Exercise brief.
Copy the data exactly; pictures stay out of the copy.

Stored items:
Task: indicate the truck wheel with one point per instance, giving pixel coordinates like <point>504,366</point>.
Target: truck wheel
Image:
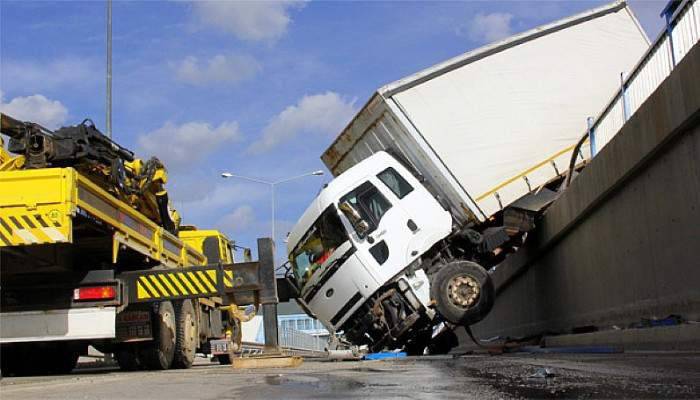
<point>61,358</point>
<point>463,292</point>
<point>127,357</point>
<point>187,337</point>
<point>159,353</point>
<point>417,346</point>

Task solution.
Task: indicate the truck wheel with one point per instance, giving pixel coordinates like <point>504,366</point>.
Target: truck wheel
Image:
<point>61,358</point>
<point>463,292</point>
<point>127,357</point>
<point>187,337</point>
<point>159,353</point>
<point>417,346</point>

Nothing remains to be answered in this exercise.